■ About this exercise ■
Copy out the listing that follows in its entirety, keeping it exactly the same.

====================

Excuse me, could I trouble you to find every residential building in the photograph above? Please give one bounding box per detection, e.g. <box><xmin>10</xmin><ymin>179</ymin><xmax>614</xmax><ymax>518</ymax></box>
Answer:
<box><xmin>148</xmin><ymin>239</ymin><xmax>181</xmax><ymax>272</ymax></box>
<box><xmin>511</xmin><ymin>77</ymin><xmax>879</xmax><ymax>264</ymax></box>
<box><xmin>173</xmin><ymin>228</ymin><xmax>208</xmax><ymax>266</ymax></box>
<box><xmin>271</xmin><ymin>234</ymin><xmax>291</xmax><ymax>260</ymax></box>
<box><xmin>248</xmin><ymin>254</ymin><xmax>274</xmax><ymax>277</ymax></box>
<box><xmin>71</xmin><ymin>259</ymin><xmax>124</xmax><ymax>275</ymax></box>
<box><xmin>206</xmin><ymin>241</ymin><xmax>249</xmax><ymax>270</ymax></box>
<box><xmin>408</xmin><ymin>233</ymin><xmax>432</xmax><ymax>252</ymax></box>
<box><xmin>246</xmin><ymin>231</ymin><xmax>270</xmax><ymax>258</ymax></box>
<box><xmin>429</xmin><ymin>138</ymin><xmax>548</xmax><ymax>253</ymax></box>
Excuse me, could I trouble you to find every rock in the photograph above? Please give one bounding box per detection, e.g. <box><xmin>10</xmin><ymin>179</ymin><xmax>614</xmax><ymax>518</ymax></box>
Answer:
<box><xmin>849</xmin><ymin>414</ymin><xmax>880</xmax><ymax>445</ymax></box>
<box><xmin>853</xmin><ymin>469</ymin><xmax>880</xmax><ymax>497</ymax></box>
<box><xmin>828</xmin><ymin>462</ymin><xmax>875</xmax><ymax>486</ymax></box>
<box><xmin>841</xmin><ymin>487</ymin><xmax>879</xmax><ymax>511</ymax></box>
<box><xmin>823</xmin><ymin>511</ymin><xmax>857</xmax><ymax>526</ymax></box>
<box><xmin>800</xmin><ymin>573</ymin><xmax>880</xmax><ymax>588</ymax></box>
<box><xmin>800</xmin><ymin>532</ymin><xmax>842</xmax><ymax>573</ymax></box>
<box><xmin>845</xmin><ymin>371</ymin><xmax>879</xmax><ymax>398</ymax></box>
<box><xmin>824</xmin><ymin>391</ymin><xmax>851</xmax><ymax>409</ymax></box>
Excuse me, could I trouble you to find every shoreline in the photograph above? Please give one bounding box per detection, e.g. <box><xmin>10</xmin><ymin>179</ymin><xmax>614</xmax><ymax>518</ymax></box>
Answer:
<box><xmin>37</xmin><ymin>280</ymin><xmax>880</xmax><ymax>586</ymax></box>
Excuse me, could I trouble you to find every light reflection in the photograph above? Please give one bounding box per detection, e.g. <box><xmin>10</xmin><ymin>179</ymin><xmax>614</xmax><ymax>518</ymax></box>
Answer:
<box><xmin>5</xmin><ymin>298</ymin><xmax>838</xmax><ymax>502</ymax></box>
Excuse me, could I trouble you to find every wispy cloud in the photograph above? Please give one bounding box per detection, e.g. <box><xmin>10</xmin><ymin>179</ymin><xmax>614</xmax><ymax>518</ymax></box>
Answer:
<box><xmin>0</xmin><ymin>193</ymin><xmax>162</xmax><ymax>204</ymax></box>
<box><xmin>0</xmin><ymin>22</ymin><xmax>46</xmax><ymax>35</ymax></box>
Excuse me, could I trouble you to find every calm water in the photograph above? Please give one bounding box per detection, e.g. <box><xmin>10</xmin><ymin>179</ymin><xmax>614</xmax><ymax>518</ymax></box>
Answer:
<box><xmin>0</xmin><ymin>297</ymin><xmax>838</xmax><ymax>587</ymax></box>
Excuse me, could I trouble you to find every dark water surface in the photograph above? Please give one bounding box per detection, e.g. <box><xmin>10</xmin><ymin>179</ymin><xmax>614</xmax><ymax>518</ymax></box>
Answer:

====================

■ Task result ■
Excuse me, could I trouble you to find every residential building in the photograph above? Please give one bounding box per detection, e.g. <box><xmin>10</xmin><ymin>179</ymin><xmax>614</xmax><ymax>518</ymax></box>
Answer:
<box><xmin>148</xmin><ymin>239</ymin><xmax>181</xmax><ymax>272</ymax></box>
<box><xmin>511</xmin><ymin>77</ymin><xmax>879</xmax><ymax>264</ymax></box>
<box><xmin>173</xmin><ymin>228</ymin><xmax>208</xmax><ymax>266</ymax></box>
<box><xmin>271</xmin><ymin>234</ymin><xmax>291</xmax><ymax>260</ymax></box>
<box><xmin>248</xmin><ymin>254</ymin><xmax>274</xmax><ymax>277</ymax></box>
<box><xmin>71</xmin><ymin>259</ymin><xmax>124</xmax><ymax>275</ymax></box>
<box><xmin>206</xmin><ymin>241</ymin><xmax>249</xmax><ymax>270</ymax></box>
<box><xmin>408</xmin><ymin>233</ymin><xmax>432</xmax><ymax>252</ymax></box>
<box><xmin>246</xmin><ymin>231</ymin><xmax>270</xmax><ymax>258</ymax></box>
<box><xmin>429</xmin><ymin>138</ymin><xmax>548</xmax><ymax>253</ymax></box>
Excuse me, could I trouble you to find every rock in the photograph above? Please give one bounding box per detection, e.g. <box><xmin>10</xmin><ymin>179</ymin><xmax>614</xmax><ymax>518</ymax></box>
Answer:
<box><xmin>849</xmin><ymin>414</ymin><xmax>880</xmax><ymax>445</ymax></box>
<box><xmin>853</xmin><ymin>469</ymin><xmax>880</xmax><ymax>497</ymax></box>
<box><xmin>828</xmin><ymin>462</ymin><xmax>875</xmax><ymax>486</ymax></box>
<box><xmin>841</xmin><ymin>487</ymin><xmax>879</xmax><ymax>511</ymax></box>
<box><xmin>823</xmin><ymin>511</ymin><xmax>857</xmax><ymax>526</ymax></box>
<box><xmin>800</xmin><ymin>573</ymin><xmax>880</xmax><ymax>588</ymax></box>
<box><xmin>800</xmin><ymin>532</ymin><xmax>842</xmax><ymax>573</ymax></box>
<box><xmin>845</xmin><ymin>371</ymin><xmax>879</xmax><ymax>398</ymax></box>
<box><xmin>824</xmin><ymin>391</ymin><xmax>851</xmax><ymax>409</ymax></box>
Excuse me, could I trouble you to find every shoreline in the photograph above? Please give one bounding box per detection, e.g. <box><xmin>10</xmin><ymin>179</ymin><xmax>614</xmax><ymax>518</ymax></box>
Answer:
<box><xmin>37</xmin><ymin>280</ymin><xmax>880</xmax><ymax>586</ymax></box>
Excuse me, could I trouble you to find every light reflection in the photograph above? Please give one bounding box per detection, e.g. <box><xmin>10</xmin><ymin>179</ymin><xmax>614</xmax><ymax>518</ymax></box>
Answer:
<box><xmin>5</xmin><ymin>298</ymin><xmax>838</xmax><ymax>502</ymax></box>
Excuse me, could I trouble you to find every wispy cloud in the photograph above? Please give one bounding box per detection, e.g. <box><xmin>10</xmin><ymin>179</ymin><xmax>614</xmax><ymax>518</ymax></box>
Answer:
<box><xmin>0</xmin><ymin>193</ymin><xmax>162</xmax><ymax>204</ymax></box>
<box><xmin>0</xmin><ymin>22</ymin><xmax>46</xmax><ymax>35</ymax></box>
Excuse me, could I trouble you to find every calm water in the photograph above? Please give one bounding box per detection, e.g. <box><xmin>10</xmin><ymin>179</ymin><xmax>614</xmax><ymax>518</ymax></box>
Answer:
<box><xmin>0</xmin><ymin>297</ymin><xmax>838</xmax><ymax>587</ymax></box>
Excuse me, could I trouble you to find every dark water surface in the photograph above? Please give one bounding box per detection, e.g. <box><xmin>10</xmin><ymin>179</ymin><xmax>614</xmax><ymax>518</ymax></box>
Answer:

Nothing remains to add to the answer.